Have Yourself a Merry Little Ice Storm...

Dad just called from northern Indiana…said they haven’t lost power or anything, but it was nasty. This just about the time here in middle Tennessee I was debating on whether to turn on the AC or make do with an open window and a box fan.

FTR, I have had the heat on this year. :slight_smile:

Yeah. Florida is so perfect. You’d never have to close the whole frigging State because of an eighth of an inch of snow on the roads. That would never, ever happen.

:stuck_out_tongue:
-Loki, who may or may not have bitter memories of being told that there was no way to leave the State for Chrismas, back in 1989.

It sucked ass getting into work today, and we’re only mildly icy around here.

I take it you weren’t living there in '91? That one was BAD. Ask your friends and coworkers.

My parents went through that one. (No doubt part of the reason they moved to Florida.) Thousands of trees were downed. Houses were crushed. The homeless population soared. Some were without power for weeks. People died. Emergency workers came from all over the state to help out.

But it was, in a devastating sort of way, beautiful.

[Position annotation records]
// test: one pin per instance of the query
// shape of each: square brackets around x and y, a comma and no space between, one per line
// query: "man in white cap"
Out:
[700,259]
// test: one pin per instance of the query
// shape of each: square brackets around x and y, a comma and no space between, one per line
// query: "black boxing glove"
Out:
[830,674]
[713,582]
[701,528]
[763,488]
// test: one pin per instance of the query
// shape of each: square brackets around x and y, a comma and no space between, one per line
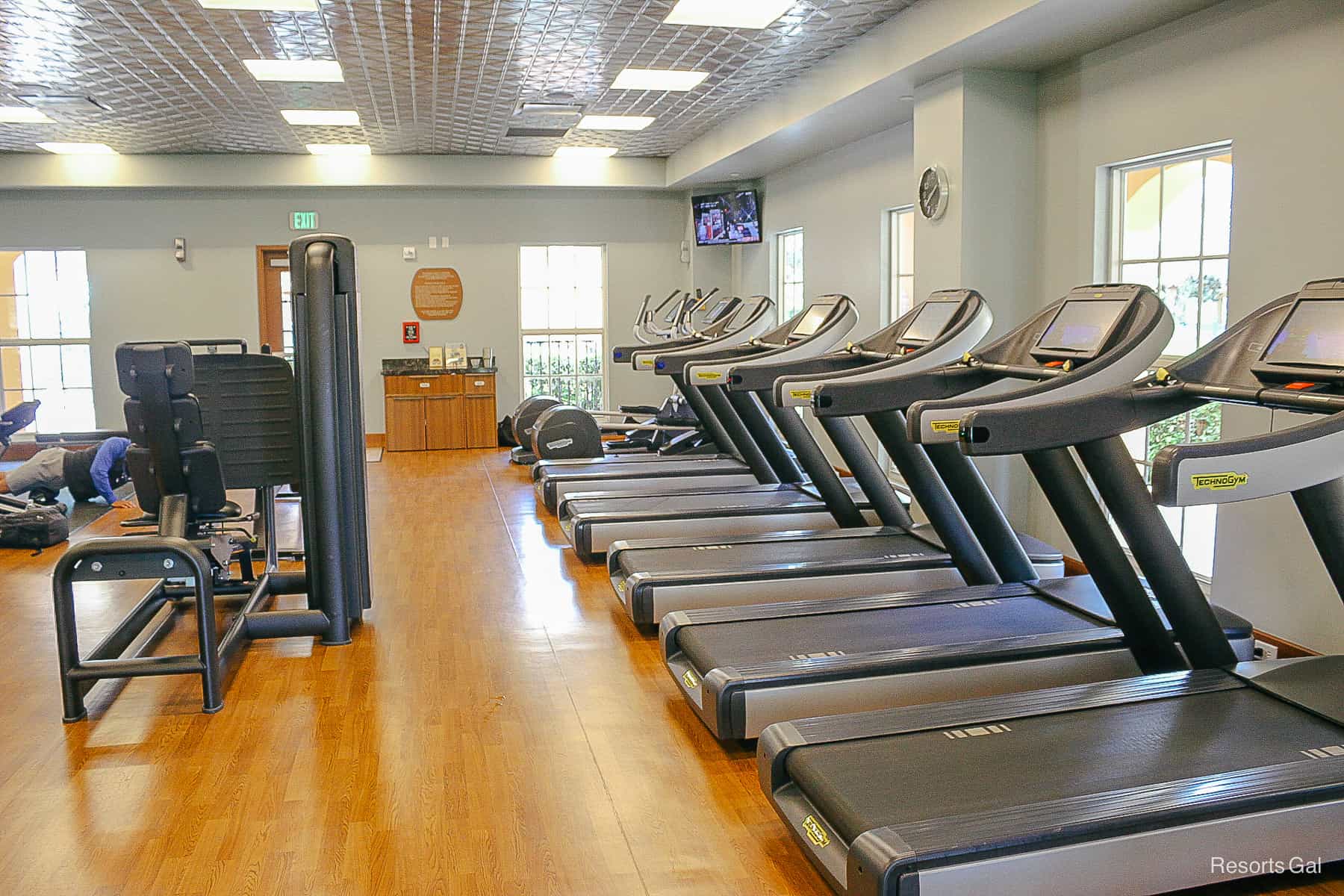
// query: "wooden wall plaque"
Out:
[437,293]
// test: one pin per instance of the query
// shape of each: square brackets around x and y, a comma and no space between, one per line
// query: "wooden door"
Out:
[405,423]
[273,300]
[444,423]
[480,421]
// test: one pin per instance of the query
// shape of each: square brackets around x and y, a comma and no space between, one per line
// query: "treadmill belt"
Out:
[738,556]
[860,785]
[738,644]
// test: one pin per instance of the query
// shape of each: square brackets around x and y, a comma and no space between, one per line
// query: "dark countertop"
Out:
[420,367]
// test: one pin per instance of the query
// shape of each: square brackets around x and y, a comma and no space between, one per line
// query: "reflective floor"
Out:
[497,727]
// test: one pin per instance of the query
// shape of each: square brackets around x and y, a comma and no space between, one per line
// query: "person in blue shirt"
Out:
[89,473]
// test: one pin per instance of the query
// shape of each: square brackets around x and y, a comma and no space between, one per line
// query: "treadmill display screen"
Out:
[717,312]
[932,320]
[1312,336]
[811,323]
[1081,326]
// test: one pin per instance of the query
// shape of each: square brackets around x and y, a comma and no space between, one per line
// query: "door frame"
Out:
[269,321]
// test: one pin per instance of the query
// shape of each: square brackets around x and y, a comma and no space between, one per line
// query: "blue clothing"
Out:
[109,453]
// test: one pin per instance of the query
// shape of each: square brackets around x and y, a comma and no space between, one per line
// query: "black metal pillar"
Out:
[1159,556]
[1074,504]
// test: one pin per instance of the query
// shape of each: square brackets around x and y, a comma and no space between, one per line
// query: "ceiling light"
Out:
[585,152]
[340,149]
[326,70]
[615,122]
[658,80]
[265,6]
[316,117]
[22,116]
[739,13]
[549,109]
[78,149]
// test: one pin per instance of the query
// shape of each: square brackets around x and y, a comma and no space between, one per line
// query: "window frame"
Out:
[894,273]
[781,274]
[7,341]
[579,331]
[1116,262]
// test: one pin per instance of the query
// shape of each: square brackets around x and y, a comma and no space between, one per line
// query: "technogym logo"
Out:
[1219,481]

● To-do list
1: Gather every line of the records that contains the string "frame".
2: Extend the ice storm thread from the point where it stops.

● Task responses
1:
// query: "door frame"
// query: "window frame"

2:
KC MO here. We started getting ice early Saturday morning, and it finally stopped sometime last night. Now we are due to get more tonight.

My husband and I have been joking about who has the worst weather–he’s in Boston and I’m here. So far I’m the “winner” hands down.

I’m glad it was (and is supposed to continue to be) just rain here in Pittsburgh. We had snow a couple of times last week, and driving in it sucked for this recent transplant from California…

Those pictures don’t do it justice.

No, the whole experience was far more than those photos, as I understand.

One local news station sold a video of every single broadcast they did about it. It was several hours long, IIRC. Really unbelieveable.

It’s pretty, but there is very little ice on the road at least around me. I’d guess about .5 cm of ice on branches and such. It will melt before the day is out.

I’m going to be just a little bit evil here and say that I spent two hours yesterday basking on the beach with nary a cloud in the sky and a light breeze cooling the 82 degree heat.

And I’m sunburnt.

Neener.

You did see where I said I spent the days after that storm bailing out the basement, because we had no power for the sump pump? Heat, food, and such could all be worked around. That damned sump needed to get emptied by hand before it could flood the basement fully, though.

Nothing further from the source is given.